### [SEITENAUSZUG]
════════════════

- 1/2mehr
- 2/2mehr
Die Glocke, Bremen
Das traditionsreiche Konzerthaus „Die Glocke“ zählt zu den wichtigsten Konzerthäusern Europas und ist in einem Atemzug mit den akustisch besten Häusern der Welt zu nennen. Das im Stil des Expressionismus in baulicher Verbindung mit dem Bremer Dom errichtete Gebäude ist prägender Teil der Bremer Altstadt und befindet sich in unmittelbarer Nähe zu den UNESCO Welterbestätten des Bremer Rathauses und des Rolands. Mit der zentralen Lage direkt an der Domsheide, einem der bedeutenden öffentlichen Platzräume der Bremer Innenstadt und mit seinem vielfältigen Musik- und Kulturprogramm prägt das Haus die Bremer Innenstadtentwicklung. Nach ca. 30 Jahren intensiver Nutzung seit der letzten Sanierung muss das Gebäude in den kommenden Jahren zwingend den baurechtlichen und funktionalen Anforderungen angepasst und das Haus qualitativ weiterentwickelt werden. Diese Gegebenheit soll genutzt werden, um die nötige Ertüchtigung des Bestandes mit einer zukunftsweisenden Erweiterung zu ergänzen, um so das Konzerthaus langfristig attraktiv und zukunftssicher zu gestalten.

════════════════

### [DATENAUSZUG]
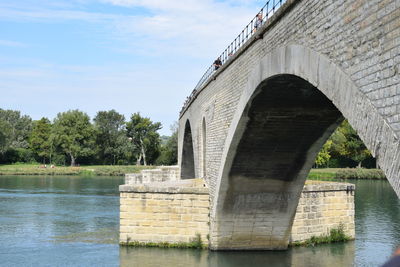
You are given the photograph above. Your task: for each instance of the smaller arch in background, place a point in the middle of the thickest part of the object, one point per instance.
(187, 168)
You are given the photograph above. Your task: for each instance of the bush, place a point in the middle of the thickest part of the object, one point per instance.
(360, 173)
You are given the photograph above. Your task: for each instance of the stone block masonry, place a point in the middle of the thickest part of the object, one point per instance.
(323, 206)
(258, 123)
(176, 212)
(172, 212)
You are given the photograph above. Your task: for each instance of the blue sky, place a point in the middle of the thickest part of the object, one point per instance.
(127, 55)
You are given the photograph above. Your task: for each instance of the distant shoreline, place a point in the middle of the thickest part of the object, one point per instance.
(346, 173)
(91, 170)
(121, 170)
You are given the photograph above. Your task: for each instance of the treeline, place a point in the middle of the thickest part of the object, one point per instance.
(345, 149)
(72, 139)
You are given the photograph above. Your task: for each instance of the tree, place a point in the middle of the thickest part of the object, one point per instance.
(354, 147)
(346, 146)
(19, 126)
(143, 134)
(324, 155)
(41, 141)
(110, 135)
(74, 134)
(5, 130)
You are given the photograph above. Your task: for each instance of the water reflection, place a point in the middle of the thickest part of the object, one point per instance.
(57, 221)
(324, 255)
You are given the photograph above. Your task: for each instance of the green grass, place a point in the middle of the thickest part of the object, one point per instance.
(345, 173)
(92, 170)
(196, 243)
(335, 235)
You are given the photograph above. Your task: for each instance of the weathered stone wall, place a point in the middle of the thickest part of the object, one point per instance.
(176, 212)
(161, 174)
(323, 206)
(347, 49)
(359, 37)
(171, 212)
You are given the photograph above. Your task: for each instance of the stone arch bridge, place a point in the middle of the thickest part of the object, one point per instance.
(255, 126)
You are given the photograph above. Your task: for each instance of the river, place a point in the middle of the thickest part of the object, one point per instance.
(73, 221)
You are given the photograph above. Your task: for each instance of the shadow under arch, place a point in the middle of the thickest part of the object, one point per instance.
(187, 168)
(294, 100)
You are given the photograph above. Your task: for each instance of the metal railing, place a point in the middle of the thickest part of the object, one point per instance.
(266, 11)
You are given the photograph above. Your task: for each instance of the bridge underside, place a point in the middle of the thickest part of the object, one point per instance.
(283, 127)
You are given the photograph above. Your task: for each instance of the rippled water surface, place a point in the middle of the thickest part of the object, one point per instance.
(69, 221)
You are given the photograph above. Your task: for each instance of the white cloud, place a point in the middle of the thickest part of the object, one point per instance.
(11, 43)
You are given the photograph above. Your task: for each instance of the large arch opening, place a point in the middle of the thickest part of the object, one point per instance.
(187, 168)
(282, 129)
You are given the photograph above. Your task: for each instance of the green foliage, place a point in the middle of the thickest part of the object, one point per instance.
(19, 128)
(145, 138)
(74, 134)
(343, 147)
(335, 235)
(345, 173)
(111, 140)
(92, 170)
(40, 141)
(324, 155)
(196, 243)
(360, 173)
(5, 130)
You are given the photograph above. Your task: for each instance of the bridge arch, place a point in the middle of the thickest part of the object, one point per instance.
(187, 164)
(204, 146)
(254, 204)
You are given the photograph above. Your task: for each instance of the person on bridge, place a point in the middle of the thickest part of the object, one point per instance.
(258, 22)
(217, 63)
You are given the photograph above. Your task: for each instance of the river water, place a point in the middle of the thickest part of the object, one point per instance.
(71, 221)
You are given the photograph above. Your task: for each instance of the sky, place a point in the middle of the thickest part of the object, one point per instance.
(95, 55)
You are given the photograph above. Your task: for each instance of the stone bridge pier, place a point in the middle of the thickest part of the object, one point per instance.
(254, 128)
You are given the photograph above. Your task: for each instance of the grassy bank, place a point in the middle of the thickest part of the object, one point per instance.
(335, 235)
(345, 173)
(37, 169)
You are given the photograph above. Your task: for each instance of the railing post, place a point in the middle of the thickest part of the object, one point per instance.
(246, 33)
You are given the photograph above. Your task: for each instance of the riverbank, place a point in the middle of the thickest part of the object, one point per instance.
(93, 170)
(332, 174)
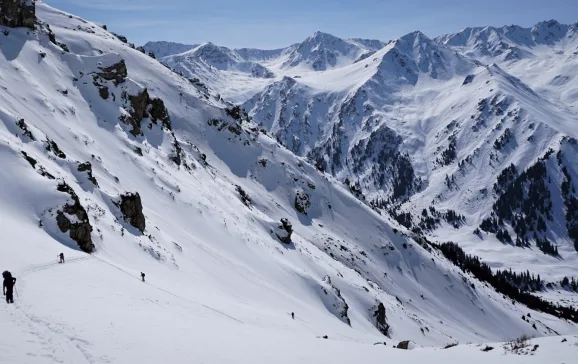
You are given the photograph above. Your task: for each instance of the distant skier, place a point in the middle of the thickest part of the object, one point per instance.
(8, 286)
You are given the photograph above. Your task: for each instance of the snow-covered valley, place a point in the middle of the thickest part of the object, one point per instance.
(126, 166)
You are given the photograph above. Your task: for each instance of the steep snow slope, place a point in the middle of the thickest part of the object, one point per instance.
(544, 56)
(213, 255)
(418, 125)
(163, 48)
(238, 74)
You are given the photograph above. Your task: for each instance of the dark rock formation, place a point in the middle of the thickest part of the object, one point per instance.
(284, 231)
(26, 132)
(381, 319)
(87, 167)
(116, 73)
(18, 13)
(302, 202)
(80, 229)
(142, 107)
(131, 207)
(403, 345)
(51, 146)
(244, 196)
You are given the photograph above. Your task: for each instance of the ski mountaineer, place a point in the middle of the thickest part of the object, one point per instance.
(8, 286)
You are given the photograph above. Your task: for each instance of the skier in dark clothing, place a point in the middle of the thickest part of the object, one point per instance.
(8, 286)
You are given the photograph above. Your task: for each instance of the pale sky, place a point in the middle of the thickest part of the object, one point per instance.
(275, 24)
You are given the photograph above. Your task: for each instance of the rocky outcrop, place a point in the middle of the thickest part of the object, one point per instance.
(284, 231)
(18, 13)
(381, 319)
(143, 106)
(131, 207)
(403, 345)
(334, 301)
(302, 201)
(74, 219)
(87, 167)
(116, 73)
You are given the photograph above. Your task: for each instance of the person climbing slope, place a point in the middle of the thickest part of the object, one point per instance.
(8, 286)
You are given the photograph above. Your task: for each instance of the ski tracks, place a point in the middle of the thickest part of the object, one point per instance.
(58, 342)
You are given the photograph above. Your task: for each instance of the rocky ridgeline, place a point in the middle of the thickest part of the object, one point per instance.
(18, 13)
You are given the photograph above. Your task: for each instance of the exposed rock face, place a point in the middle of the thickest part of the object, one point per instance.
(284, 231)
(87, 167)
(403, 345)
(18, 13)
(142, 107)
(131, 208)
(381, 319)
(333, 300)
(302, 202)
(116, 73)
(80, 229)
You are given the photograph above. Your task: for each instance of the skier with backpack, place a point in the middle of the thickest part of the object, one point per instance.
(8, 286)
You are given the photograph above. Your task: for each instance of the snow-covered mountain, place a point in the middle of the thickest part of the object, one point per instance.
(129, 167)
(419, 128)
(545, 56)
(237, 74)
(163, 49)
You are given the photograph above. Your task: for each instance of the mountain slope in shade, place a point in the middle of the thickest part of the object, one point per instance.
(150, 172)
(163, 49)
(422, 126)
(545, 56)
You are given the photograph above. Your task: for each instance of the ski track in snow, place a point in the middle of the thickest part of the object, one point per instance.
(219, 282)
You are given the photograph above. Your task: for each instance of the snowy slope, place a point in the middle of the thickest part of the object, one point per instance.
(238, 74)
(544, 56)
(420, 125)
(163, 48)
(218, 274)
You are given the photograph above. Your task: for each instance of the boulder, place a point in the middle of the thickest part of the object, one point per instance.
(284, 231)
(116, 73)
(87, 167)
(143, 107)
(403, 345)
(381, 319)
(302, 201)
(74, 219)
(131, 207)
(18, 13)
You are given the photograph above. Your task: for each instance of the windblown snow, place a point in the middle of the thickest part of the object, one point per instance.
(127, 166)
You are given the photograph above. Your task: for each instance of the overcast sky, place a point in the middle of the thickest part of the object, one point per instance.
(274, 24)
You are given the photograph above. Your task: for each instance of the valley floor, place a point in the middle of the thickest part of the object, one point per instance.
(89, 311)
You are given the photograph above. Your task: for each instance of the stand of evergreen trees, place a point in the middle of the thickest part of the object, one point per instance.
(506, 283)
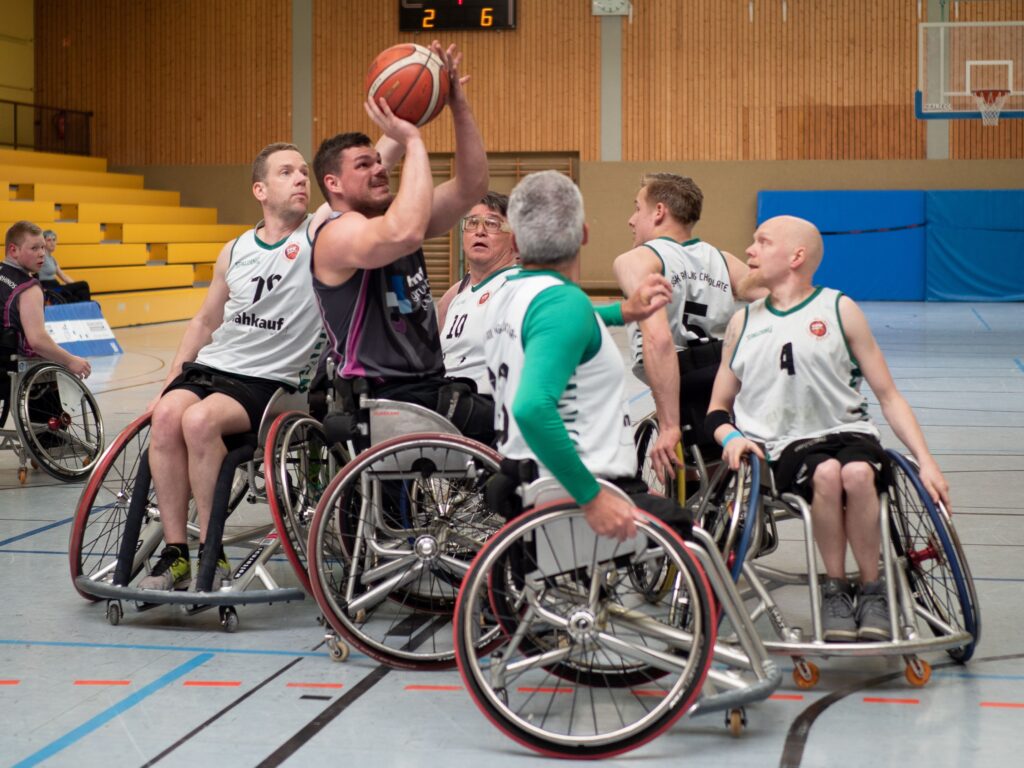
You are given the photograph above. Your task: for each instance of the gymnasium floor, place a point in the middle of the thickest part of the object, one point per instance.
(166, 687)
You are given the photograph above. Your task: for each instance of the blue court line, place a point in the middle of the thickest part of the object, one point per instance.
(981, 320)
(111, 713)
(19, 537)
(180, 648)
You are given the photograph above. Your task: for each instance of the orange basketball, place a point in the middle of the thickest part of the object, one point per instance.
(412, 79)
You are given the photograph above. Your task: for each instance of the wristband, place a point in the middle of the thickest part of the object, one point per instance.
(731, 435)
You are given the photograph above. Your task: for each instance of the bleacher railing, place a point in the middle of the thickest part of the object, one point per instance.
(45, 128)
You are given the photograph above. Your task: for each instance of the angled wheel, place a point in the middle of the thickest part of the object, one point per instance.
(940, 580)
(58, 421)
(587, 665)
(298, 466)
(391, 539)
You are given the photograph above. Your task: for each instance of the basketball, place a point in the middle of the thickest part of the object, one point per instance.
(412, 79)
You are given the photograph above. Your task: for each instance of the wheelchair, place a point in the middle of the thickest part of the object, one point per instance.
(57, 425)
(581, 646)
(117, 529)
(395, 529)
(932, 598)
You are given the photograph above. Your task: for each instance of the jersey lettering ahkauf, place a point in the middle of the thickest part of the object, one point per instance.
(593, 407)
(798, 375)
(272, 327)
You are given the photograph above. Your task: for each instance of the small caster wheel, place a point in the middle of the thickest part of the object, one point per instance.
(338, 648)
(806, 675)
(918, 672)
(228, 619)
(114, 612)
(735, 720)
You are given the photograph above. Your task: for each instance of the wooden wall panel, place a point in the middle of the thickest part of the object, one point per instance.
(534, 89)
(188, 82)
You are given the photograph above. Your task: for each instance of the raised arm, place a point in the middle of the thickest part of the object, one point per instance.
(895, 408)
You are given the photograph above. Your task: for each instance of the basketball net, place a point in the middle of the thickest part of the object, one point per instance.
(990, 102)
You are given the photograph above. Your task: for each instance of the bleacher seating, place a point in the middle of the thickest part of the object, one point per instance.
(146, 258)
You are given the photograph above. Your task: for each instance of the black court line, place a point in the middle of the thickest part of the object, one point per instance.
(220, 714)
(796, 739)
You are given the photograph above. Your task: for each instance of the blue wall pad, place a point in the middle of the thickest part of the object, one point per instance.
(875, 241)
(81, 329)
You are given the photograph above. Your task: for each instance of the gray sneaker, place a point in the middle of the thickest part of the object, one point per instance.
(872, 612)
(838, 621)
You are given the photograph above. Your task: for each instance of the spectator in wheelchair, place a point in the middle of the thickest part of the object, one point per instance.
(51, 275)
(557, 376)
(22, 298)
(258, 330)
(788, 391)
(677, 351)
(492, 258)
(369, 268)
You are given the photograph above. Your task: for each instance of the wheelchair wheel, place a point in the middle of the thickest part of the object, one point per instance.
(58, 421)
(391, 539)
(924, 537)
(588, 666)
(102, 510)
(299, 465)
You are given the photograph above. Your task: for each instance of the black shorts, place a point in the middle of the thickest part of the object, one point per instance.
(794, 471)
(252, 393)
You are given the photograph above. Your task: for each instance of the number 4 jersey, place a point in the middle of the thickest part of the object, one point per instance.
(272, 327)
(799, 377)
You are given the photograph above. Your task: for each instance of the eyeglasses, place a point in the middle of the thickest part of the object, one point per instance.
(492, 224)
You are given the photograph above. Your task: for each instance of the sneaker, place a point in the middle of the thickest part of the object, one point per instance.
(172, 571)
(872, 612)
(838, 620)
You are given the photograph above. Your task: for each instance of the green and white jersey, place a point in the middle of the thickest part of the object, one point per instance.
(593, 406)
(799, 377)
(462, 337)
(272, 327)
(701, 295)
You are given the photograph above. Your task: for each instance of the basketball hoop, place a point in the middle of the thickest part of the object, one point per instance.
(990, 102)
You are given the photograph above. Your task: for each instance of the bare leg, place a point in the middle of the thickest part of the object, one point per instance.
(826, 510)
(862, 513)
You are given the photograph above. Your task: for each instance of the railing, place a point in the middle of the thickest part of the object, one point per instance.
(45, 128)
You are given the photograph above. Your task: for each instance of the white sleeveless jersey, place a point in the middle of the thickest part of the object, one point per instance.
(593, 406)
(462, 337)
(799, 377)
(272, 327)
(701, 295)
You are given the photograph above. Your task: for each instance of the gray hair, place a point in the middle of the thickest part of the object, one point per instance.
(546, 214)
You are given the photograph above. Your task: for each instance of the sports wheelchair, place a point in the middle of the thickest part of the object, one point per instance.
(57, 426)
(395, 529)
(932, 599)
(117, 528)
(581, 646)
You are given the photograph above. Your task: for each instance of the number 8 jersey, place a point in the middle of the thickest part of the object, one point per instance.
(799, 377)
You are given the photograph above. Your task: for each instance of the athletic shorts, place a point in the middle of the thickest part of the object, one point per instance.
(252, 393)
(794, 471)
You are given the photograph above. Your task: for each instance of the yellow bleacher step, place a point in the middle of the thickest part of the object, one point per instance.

════════════════

### [AUFGABEN]
1) Beantworte anhand des Seitenauszugs:
(a) In welchem Baustil wurde die Glocke errichtet?
(b) An welchem Platz liegt das Konzerthaus?
(c) Wie lange wurde das Gebäude seit der letzten Sanierung ungefähr intensiv genutzt?
2) Zähle alle Orte, Bauten und Denkmäler in Bremen auf, die der Seitenauszug außer der Glocke selbst mit Namen nennt.
3) Fasse den Absatz aus dem Seitenauszug, der mit „Das traditionsreiche Konzerthaus“ beginnt, als Stichpunktliste zusammen und behalte die wichtigsten Fakten bei.
Das Material steht in keinem Zusammenhang mit dem Seitenauszug.

### [ANTWORTEN]
1)
(a) Im Stil des Expressionismus.
(b) Direkt an der Domsheide.
(c) Etwa 30 Jahre.

2) Bremer Dom, Bremer Altstadt, Bremer Rathaus, Roland, Domsheide, Bremer Innenstadt

3)
- Die Glocke gehört zu den wichtigsten Konzerthäusern Europas und zu den akustisch besten der Welt.
- Expressionistischer Bau, baulich mit dem Bremer Dom verbunden, Teil der Bremer Altstadt
- Nahe den UNESCO-Welterbestätten Bremer Rathaus und Roland
- Zentrale Lage an der Domsheide; das Haus prägt mit seinem vielfältigen Programm die Entwicklung der Innenstadt.
- Nach etwa 30 Jahren Nutzung seit der letzten Sanierung muss das Gebäude an baurechtliche und funktionale Anforderungen angepasst werden.
- Die Ertüchtigung soll mit einer zukunftsweisenden Erweiterung verbunden werden, damit das Haus langfristig attraktiv und zukunftssicher bleibt.